→ **Consigne 1**
D'après le document sur la pâtisserie de Noël à Strasbourg, de quelle génération de boulangers Thierry Mulhaupt est-il issu ?
→ **Consigne 2**
Reproduisez à l'identique les lignes des enregistrements, de la ligne contenant « Exercise. Mark the wood paneling » à celle contenant « <point>558,328</point> », ces deux lignes comprises.

┌─ Document

La tradition pâtissière de Noël à Strasbourg, baigne dans une imagerie ancestrale mais également une réelle modernité. Elle est le reflet de cet univers du sucré qui change. C’est auprès de Thierry Mulhaupt, chef pâtissier, qu’on peut le constater et comprendre comment. Dans son atelier en banlieue de Strasbourg, ils sont près d’une quinzaine d’ouvriers pâtissiers à s’organiser autour du chocolat, de la pâte et du sucre. Quand on s’étonne de sa “chute” professionnelle dans le sucre, Thierry Mulhaupt nous répond : « Je suis très exactement tombé dans la farine car mes parents ont tenu une boulangerie. Je suis la cinquième génération de boulanger, mais j’ai eu le besoin de m’exprimer. J’aime le côté graphique. J’ai gagné des concours et fréquenté les beaux-arts et les arts déco à Paris. Je peins et expose, car selon moi les couleurs ont du goût. »
« Ce n’est pas parce qu’on se dit artisan qu’on est rétro »
Dans son atelier, on passe en quelques mètres d’un atelier modelage à la main du massepain (une pâte confectionnée à base d'amandes mondées et finement moulues, mélangées à du blanc d'œuf et du sucre) à des machines hyper sophistiquées pour la découpe. La pâtisserie artisanale évolue tout en restant la même, il nous explique : « On vit un peu dans les extrêmes ici. On peut modeler un père Noël entièrement à la main, pour lequel il faut des années d’expérience et des milliers de modelages réalisés. » Il joint le geste à la parole et réalise sous nos yeux pendant une dizaine de minutes, avec des gestes chronométrés, millimétrés, un père Noël en massepain.

└─
┌─ Entrées du corpus

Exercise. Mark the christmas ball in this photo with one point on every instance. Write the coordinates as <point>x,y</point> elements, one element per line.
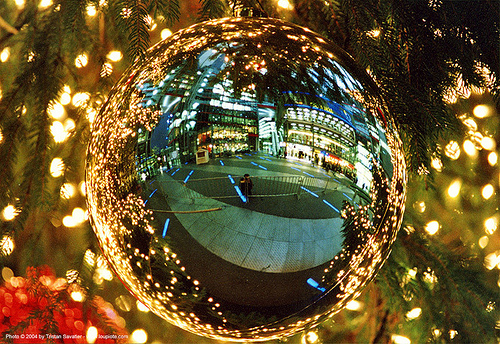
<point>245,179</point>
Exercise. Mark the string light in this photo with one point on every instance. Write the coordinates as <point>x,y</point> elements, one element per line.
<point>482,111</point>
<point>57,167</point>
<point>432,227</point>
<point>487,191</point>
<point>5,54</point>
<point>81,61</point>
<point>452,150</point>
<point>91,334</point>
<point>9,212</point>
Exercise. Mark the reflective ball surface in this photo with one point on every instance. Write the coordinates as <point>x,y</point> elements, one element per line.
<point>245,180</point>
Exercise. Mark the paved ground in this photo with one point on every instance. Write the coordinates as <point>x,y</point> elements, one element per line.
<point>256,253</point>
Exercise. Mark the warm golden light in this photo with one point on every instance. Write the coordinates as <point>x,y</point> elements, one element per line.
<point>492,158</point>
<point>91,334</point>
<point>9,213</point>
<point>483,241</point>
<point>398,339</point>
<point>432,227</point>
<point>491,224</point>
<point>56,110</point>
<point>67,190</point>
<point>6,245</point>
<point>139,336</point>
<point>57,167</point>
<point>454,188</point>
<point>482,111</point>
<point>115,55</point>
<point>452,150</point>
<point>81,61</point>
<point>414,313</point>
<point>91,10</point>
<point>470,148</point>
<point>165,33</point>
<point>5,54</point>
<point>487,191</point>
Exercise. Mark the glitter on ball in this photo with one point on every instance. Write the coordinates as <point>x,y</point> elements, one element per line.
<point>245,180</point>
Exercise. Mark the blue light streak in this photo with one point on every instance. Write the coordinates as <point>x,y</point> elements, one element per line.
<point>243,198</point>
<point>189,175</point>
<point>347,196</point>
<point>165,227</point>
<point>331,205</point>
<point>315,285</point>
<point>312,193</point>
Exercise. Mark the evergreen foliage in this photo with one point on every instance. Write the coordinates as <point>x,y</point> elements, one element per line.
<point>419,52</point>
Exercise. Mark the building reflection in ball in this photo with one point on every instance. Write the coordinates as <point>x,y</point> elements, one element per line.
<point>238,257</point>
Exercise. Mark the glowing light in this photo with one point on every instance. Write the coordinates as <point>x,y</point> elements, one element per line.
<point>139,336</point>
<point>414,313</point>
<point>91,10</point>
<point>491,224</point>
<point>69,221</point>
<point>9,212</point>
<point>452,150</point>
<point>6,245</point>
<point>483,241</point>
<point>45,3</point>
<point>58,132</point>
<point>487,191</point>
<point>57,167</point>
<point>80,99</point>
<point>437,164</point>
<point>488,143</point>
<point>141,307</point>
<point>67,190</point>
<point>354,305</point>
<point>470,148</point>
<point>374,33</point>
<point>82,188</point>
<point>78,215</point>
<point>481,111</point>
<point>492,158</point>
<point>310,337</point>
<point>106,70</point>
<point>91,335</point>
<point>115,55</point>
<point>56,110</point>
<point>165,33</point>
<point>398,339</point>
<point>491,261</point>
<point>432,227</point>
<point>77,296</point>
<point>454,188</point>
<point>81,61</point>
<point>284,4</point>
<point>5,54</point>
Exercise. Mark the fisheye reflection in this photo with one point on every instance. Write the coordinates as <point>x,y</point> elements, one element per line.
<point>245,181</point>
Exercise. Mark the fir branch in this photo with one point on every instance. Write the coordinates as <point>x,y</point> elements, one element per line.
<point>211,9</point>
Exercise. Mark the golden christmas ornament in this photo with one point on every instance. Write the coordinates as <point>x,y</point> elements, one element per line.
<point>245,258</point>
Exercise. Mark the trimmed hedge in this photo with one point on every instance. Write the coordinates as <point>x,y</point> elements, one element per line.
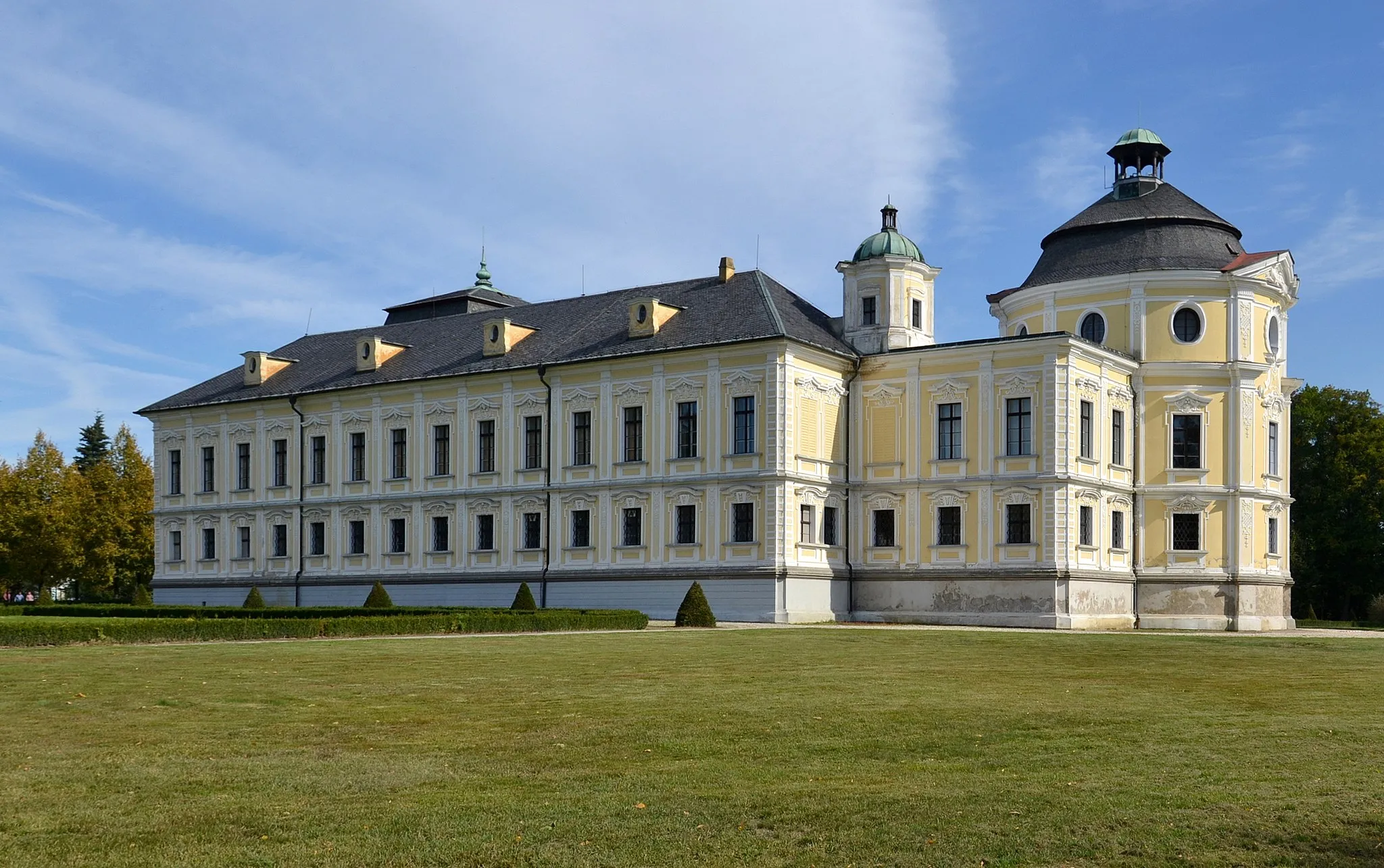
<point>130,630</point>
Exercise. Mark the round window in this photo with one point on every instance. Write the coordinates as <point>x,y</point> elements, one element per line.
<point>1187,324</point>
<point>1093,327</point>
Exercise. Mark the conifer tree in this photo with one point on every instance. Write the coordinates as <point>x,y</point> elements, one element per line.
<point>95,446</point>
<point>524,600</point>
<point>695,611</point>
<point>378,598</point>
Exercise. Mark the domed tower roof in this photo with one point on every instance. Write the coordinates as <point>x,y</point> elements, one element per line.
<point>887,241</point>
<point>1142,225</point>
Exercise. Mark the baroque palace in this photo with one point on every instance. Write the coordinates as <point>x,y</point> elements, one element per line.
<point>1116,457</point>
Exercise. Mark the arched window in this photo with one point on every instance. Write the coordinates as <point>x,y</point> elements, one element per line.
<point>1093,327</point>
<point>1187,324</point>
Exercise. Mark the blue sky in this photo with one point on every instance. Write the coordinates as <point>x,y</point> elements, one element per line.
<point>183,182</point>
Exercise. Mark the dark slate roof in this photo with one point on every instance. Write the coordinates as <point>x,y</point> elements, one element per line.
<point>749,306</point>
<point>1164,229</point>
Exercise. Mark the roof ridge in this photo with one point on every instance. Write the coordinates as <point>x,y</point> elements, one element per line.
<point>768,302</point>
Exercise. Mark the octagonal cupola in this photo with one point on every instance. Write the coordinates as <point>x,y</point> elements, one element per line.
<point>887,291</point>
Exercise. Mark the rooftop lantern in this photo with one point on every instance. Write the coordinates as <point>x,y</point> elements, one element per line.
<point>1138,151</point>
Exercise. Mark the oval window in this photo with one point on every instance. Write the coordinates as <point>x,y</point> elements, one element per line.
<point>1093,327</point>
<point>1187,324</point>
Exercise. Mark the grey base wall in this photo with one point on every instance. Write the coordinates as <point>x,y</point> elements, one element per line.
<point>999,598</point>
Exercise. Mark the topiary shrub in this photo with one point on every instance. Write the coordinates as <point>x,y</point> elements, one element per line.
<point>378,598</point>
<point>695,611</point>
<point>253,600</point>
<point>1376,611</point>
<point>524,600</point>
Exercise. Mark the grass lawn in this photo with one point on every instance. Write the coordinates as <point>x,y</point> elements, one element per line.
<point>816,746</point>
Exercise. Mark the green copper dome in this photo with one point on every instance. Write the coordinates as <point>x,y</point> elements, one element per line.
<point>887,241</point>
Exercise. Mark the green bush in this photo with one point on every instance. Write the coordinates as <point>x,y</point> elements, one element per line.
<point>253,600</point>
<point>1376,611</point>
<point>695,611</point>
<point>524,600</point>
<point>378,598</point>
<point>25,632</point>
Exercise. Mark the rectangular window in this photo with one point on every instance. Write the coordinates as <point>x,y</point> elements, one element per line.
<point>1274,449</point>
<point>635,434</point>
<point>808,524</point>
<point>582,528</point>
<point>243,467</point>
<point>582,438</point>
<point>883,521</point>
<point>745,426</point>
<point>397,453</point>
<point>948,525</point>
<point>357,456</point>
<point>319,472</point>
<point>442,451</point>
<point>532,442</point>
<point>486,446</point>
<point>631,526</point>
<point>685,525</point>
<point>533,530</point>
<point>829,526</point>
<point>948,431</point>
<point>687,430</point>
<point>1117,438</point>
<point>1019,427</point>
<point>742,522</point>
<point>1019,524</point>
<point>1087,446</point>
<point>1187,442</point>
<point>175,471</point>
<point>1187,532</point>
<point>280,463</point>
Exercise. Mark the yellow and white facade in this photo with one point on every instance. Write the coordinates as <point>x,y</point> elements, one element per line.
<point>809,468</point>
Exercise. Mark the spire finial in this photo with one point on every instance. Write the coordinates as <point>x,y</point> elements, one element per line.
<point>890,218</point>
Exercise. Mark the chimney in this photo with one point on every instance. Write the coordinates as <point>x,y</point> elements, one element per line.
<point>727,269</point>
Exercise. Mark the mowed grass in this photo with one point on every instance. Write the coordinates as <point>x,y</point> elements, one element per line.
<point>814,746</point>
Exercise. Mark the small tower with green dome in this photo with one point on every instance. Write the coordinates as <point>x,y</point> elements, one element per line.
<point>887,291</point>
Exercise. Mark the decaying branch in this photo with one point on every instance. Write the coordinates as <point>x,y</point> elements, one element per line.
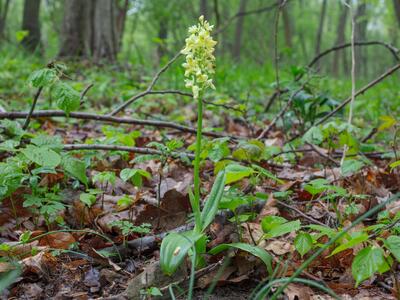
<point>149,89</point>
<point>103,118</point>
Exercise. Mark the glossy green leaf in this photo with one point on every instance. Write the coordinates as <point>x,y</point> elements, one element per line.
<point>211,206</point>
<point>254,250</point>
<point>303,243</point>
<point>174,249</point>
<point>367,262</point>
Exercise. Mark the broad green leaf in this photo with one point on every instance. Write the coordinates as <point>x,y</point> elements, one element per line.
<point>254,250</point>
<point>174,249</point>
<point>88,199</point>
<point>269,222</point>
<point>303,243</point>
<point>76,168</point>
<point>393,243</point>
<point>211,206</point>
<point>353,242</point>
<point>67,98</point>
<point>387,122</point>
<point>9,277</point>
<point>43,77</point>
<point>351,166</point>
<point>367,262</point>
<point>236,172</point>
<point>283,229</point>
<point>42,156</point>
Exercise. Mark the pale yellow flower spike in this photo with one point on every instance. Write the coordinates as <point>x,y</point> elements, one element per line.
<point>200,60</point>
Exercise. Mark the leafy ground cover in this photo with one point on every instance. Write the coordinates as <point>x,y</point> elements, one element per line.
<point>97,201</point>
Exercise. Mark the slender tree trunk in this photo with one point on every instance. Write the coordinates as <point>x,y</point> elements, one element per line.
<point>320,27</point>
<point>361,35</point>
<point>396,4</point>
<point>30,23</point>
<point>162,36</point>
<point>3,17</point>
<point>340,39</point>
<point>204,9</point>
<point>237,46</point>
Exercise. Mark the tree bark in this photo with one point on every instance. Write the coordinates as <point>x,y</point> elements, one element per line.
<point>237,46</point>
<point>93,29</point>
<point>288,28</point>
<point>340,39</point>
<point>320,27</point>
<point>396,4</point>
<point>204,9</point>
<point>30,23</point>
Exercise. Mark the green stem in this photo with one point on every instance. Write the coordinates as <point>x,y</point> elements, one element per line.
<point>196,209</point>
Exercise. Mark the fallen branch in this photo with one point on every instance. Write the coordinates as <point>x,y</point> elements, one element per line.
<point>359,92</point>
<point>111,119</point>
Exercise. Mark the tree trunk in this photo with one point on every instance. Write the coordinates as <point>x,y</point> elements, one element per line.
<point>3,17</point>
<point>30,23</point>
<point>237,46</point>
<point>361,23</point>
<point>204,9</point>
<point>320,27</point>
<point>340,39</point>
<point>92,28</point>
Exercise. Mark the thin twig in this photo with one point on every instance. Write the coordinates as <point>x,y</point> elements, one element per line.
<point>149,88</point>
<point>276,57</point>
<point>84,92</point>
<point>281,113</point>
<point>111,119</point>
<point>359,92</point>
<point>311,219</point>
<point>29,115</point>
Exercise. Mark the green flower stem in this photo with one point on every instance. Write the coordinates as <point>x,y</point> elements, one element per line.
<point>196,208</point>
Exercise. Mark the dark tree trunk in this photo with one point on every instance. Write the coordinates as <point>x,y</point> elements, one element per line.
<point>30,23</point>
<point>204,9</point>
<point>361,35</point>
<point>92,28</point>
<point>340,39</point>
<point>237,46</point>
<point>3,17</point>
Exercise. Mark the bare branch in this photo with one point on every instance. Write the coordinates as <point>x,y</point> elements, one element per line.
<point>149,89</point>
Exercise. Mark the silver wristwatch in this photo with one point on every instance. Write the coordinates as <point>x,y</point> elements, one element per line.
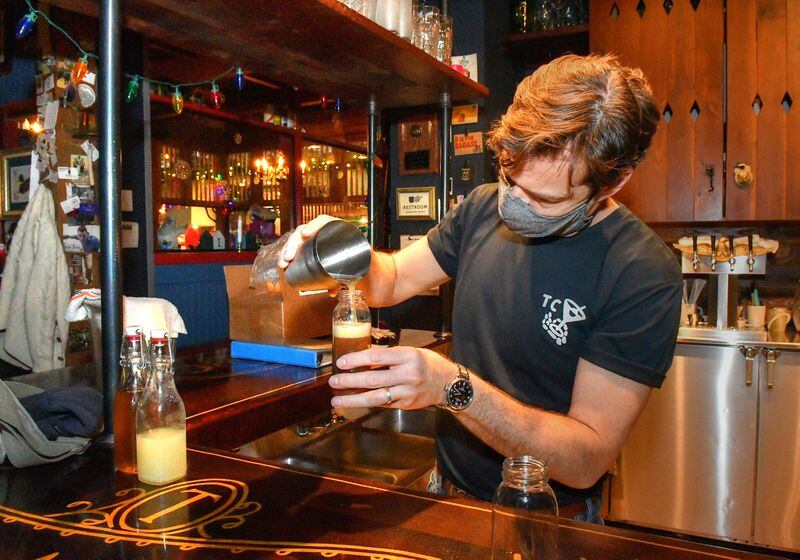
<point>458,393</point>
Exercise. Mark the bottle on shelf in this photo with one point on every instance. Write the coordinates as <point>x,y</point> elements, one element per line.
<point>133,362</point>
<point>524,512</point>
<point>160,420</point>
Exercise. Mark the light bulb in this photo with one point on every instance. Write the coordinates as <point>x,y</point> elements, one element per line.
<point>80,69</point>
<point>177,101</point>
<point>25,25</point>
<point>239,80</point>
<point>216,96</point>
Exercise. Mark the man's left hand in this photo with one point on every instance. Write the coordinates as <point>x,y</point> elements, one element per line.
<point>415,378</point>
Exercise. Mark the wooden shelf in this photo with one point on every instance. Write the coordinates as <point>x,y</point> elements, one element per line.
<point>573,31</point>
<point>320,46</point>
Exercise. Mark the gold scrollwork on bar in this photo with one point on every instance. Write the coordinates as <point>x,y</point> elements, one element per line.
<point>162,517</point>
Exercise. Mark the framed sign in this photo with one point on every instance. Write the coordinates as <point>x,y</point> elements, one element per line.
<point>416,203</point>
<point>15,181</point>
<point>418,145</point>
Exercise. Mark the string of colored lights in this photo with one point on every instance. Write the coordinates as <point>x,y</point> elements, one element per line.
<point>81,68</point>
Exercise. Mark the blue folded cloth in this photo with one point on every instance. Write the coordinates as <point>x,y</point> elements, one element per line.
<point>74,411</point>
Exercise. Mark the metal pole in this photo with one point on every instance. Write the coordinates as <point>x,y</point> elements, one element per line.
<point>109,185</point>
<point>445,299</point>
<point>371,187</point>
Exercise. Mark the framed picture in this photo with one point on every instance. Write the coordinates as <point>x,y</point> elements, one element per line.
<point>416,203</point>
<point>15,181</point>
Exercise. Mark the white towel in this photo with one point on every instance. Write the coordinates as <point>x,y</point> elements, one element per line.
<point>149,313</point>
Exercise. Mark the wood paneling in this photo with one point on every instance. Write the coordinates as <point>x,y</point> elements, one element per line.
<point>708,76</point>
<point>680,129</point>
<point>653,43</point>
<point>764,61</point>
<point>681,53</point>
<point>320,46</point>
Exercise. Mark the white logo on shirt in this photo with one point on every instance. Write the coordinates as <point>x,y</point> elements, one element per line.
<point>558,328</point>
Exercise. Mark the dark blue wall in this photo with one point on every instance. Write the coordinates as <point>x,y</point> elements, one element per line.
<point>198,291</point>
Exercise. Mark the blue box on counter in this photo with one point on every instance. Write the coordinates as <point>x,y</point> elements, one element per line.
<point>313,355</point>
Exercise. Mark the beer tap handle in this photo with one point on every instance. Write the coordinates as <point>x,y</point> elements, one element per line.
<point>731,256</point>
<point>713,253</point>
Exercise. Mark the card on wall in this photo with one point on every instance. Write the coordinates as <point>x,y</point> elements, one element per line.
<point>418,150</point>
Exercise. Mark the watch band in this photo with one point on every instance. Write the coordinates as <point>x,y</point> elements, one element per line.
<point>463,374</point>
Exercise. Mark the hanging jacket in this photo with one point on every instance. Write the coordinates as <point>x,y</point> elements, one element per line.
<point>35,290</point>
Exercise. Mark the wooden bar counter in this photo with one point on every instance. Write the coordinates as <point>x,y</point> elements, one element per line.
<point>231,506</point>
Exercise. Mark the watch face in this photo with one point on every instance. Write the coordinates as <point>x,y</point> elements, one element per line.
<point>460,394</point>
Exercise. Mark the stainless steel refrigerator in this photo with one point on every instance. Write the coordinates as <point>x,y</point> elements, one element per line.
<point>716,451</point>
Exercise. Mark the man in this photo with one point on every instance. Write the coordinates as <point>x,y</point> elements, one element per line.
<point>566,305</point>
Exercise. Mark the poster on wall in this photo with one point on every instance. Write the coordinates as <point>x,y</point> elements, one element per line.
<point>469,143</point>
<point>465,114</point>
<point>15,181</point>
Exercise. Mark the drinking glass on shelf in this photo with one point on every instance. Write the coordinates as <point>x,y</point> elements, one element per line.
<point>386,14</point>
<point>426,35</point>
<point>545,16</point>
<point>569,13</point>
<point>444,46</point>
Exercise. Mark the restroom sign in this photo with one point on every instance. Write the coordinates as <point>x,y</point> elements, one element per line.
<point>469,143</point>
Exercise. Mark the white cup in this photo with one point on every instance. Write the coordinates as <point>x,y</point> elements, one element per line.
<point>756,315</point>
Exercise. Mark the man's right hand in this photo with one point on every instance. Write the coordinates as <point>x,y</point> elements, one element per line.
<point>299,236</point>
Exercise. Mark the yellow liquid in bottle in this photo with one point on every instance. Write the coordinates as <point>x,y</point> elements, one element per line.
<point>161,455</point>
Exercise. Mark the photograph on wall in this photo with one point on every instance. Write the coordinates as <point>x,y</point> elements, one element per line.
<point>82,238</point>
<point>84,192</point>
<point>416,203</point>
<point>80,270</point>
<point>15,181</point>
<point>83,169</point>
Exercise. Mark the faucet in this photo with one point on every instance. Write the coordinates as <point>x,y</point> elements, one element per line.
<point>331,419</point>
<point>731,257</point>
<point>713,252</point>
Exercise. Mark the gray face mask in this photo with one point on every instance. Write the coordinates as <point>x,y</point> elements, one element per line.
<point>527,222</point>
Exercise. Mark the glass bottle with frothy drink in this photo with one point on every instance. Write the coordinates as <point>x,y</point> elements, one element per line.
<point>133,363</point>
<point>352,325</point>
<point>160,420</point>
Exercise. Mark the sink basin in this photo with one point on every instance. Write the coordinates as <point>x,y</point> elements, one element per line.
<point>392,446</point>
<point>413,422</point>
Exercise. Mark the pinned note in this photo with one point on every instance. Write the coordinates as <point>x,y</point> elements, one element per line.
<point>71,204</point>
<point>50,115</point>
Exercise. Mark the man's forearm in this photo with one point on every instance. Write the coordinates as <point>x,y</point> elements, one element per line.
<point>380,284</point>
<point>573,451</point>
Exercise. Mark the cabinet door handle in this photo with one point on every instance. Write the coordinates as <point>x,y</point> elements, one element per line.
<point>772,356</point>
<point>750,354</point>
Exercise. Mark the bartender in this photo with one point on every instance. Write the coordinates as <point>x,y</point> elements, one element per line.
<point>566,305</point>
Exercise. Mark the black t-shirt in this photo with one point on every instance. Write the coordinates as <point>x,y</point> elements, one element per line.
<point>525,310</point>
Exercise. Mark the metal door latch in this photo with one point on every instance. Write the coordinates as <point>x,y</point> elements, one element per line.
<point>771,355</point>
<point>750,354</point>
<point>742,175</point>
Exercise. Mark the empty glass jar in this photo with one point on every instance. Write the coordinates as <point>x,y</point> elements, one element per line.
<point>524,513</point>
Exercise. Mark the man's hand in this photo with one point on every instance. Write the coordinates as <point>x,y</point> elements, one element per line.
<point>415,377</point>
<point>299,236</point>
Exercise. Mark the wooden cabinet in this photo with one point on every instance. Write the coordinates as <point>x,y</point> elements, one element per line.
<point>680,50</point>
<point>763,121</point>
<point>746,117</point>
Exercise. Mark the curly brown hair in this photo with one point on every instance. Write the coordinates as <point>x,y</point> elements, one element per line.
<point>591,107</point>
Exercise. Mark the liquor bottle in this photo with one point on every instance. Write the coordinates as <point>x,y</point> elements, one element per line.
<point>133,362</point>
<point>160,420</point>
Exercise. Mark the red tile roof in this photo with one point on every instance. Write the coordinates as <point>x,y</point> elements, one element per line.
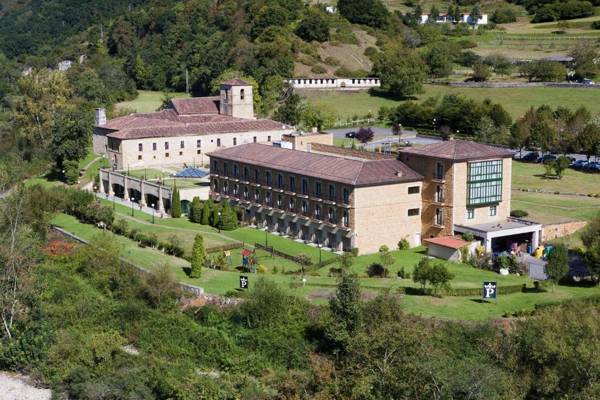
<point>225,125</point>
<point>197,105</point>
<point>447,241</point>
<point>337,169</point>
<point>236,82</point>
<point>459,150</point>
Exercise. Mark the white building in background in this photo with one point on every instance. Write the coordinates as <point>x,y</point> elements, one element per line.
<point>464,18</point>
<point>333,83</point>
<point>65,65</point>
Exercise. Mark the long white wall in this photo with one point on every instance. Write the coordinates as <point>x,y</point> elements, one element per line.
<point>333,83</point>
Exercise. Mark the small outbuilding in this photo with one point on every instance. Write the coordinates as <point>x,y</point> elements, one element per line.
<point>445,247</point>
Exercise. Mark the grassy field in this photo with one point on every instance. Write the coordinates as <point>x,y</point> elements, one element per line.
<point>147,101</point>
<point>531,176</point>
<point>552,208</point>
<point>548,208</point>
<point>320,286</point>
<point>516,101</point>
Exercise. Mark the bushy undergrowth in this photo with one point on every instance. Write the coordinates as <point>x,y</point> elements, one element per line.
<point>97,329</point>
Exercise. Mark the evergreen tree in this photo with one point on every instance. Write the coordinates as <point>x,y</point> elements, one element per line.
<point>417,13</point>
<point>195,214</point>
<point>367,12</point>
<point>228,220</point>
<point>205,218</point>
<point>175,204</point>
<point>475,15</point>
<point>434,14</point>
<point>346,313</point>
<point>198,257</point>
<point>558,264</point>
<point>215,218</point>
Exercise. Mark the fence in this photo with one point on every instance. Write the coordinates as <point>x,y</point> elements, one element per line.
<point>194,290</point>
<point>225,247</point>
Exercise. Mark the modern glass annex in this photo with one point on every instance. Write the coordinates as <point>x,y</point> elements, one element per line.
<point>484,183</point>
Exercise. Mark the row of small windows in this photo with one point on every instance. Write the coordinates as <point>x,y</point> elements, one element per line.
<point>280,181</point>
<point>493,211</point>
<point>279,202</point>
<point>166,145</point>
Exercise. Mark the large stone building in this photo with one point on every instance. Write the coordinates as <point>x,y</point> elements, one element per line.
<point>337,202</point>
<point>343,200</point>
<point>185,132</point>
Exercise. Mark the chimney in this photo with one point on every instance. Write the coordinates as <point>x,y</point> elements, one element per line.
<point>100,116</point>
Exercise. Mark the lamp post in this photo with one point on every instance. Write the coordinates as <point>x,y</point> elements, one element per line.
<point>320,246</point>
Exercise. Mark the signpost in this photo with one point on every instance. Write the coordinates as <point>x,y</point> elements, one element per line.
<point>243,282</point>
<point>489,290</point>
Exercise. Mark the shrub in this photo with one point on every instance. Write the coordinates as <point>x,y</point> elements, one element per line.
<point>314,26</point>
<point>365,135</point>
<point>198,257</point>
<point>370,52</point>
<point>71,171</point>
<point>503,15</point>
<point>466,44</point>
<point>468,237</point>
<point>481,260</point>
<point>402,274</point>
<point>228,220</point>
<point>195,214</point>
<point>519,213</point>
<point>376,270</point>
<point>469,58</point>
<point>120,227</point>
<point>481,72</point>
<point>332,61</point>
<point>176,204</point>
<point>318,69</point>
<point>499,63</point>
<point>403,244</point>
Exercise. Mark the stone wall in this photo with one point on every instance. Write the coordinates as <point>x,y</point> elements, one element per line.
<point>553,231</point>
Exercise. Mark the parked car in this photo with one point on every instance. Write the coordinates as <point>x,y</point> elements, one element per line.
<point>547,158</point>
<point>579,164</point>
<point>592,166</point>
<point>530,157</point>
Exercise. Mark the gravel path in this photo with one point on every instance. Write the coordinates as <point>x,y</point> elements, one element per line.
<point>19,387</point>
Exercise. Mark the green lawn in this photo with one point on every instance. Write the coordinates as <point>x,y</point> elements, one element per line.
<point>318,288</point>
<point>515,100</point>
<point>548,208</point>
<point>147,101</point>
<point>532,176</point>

└─

→ **Solution 1**
Il est la cinquième génération de boulangers.

→ **Solution 2**
Exercise. Mark the wood paneling in this photo with one point on every instance. Write the coordinates as <point>x,y</point> elements, one element per line.
<point>708,76</point>
<point>680,129</point>
<point>653,43</point>
<point>764,61</point>
<point>681,53</point>
<point>320,46</point>
Exercise. Mark the white logo on shirt in this photo with one point on every instance. Write the coordinates as <point>x,y</point> elements, one element per line.
<point>558,328</point>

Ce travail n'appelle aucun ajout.